Activity 1:
Answer these questions about the excerpt on ending a coaching relationship with Tom.
(a) At what martial art was Tom a master?
(b) Who pointed out how chummy the narrator sounded with Tom on the call?
(c) In the email sent a day later, what did the narrator ask for?
Activity 2:
Carry on the account of ending a coaching relationship with Tom, starting right after its last sentence.

Excerpted text:

When it came to acting neutral, he walked the walk, displaying efficiency at stuffing emotions that I’ve rarely seen. But then he began outlining how we could work together on my business. Translation: he still wanted me as a paying client. I politely explained that I wanted to learn how to grow a business from someone who actually had a successful business.
“You don’t need to learn from someone who has a big business,” he said. “Just someone who knows how to coach.”
“We’ll have to agree to disagree.”
Break-ups are hard. When we ended our Skype call, I left the door open for us to train “Push Hands” in person. Push Hands is a gentle martial art and he was a master at it. But then my wife gave me a dose of reality. She pointed out how chummy I sounded with Tom on the call. Even as I started to end the relationship, I had fallen back into the “guru and follower” dynamic. She helped me realize I couldn’t in good conscience show up to train with him as if he were anything other than a robotic garbage dumpster.
A day later, I emailed Tom, writing that I didn’t even want to do Push Hands. I’d also paid for a retreat he never put on because – I’m pretty sure – I was the only student who’d bought a ticket. I asked for my money back.
It gets more eerie.

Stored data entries
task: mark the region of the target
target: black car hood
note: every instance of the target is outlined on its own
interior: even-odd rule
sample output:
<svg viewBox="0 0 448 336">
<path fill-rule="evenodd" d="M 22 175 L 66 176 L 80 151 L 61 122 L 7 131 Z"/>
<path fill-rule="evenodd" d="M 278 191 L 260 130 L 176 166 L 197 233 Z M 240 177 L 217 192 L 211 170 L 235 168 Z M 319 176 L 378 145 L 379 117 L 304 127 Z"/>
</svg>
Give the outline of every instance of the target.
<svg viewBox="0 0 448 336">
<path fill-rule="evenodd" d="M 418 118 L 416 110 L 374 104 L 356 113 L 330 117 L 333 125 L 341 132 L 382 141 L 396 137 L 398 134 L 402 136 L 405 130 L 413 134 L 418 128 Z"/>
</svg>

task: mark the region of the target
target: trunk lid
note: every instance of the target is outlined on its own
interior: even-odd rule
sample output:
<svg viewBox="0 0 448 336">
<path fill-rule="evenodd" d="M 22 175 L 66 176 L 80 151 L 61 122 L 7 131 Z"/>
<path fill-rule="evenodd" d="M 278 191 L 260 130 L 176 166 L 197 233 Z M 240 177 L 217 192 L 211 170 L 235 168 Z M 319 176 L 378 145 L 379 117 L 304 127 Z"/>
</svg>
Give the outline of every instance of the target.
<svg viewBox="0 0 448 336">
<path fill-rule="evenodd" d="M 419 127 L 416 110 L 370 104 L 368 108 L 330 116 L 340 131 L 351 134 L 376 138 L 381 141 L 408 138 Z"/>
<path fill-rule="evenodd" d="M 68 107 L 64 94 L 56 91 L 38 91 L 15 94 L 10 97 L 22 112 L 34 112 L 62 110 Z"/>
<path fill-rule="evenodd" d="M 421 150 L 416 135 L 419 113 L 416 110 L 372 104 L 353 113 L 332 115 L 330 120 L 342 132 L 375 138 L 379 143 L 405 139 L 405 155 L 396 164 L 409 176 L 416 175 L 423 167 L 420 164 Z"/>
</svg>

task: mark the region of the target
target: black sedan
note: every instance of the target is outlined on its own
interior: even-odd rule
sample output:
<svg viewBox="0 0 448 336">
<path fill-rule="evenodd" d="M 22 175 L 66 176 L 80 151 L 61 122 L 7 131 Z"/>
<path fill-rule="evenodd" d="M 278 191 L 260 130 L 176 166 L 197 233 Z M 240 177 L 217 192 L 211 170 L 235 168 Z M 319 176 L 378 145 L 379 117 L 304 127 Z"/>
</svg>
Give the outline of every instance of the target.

Final answer 1:
(a) Push Hands.
(b) The narrator's wife.
(c) A refund of the money paid for a retreat Tom never put on.

Final answer 2:
Before I ended my coaching from Tom, I heard bits and pieces from Nina, as if she were trying to whisper a rescue signal. She said she had adrenal burnout and chronic fatigue because she’d worked so hard to maintain the house and financially support Tom.
Tom wrote back that he couldn’t refund me all at once. Nina was diagnosed with breast cancer and he was supporting her through it. He needed to make payments.
At the time of this writing, he’s still making monthly payments to me. At least he’s doing it – I’ll credit him for that. But a coach doesn’t need to be pure Darth Vader to be a bad coach. They can have good qualities yet still be horribly inappropriate for you.
Sometimes, I think about Nina and hope she got out.
But as I said last night as I shared her story with my wife and three of her friends as we gathered around our backyard fire pit, “She’s probably still with him, paying his mortgage.” I hope not. But I also know that when someone’s suffering, I can’t help unless they’re open to receive help.
It’s tough to find a good teacher, whether for your spiritual development or growing a business. The best teachers will trigger you. They might trigger you because they’re perfect for your growth or because your gut recognizes their wrongness.*
Tune into your gut. When your conscious mind screams, “Oh, hell no!” but your gut whispers that you need this, then you’ve probably found the right teacher. When your conscious mind says, “Well, I guess so…” but your gut whispers this ain’t good, strap on your Under Armor and run the other way.
If your gut intuitions and your conscious mind haven’t been on speaking terms lately, here are some ways to mend the relationship:
- How do you feel after your training?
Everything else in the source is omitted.